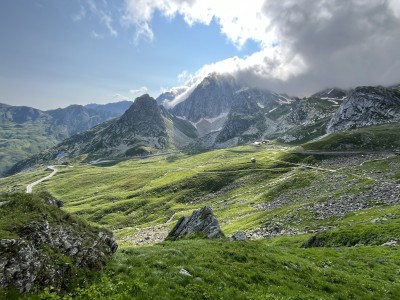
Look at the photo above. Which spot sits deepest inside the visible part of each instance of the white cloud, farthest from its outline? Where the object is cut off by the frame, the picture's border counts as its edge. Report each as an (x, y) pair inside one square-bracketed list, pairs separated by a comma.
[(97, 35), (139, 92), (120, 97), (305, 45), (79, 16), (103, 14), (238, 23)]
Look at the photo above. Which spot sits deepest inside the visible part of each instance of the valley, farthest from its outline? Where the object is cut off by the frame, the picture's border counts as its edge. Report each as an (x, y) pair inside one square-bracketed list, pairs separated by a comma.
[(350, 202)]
════════════════════
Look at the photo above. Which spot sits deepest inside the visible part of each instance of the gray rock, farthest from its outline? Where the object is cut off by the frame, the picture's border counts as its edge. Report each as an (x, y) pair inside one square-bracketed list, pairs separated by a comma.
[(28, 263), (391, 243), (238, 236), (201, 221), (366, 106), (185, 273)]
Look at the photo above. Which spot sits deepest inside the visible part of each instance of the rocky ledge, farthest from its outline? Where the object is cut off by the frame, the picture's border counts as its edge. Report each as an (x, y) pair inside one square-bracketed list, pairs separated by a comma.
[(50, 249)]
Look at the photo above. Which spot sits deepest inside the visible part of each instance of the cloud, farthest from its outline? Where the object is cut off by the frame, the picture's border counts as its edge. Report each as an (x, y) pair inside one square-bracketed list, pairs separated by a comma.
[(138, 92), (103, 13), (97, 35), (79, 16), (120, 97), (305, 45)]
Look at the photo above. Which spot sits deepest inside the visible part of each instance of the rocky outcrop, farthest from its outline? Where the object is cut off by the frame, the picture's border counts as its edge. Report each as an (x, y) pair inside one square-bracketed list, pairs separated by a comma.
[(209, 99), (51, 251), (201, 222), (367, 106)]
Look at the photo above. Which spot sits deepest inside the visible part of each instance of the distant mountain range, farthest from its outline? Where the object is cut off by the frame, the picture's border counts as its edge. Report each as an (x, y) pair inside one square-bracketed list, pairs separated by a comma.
════════════════════
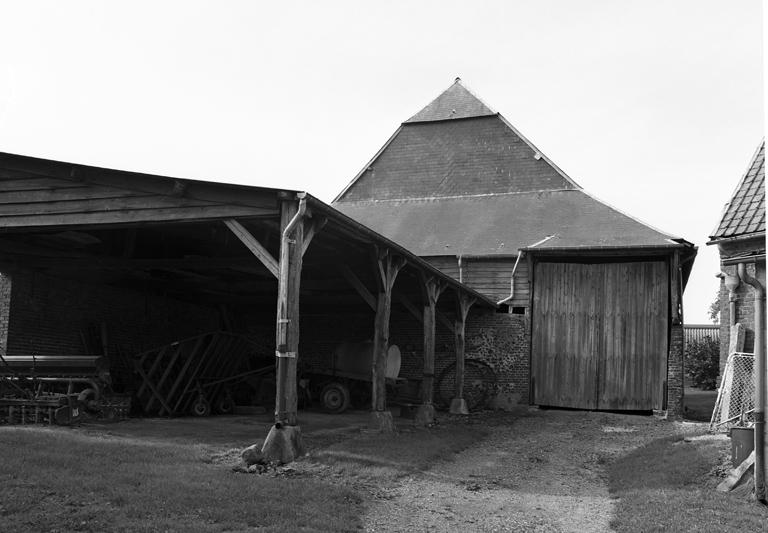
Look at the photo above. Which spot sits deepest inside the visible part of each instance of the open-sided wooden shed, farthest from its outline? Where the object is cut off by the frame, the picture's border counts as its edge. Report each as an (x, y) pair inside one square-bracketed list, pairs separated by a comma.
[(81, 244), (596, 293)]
════════════════════
**WHAT IS BEING ASKED:**
Can you rewrite the items from the line containing "of the white" through the line containing "[(350, 202)]" as a JSON list of strings, one string per line, with blank lines omitted?

**ANSWER TO THIS PROBLEM:**
[
  "Look at the photo above. Which spot sits deepest inside the visible part of each instance of the white cloud, farthest from its outline? Where the object is cut off by the frame, the picture's border counts as its edge. Report each as an (x, y) pair inside one square-bracketed list, pairs separated by a comma.",
  "[(97, 35), (139, 92), (120, 97), (305, 45), (79, 16), (103, 14), (238, 23)]",
  "Look at the photo above. Which spot sits deepest inside the visible part of each instance of the valley, farthest from its outline? Where the object is cut off by the frame, the picture's border counts as its edge. Report each as an (x, y) pair inside one square-bracketed list, pairs separated by a comma.",
  "[(350, 202)]"
]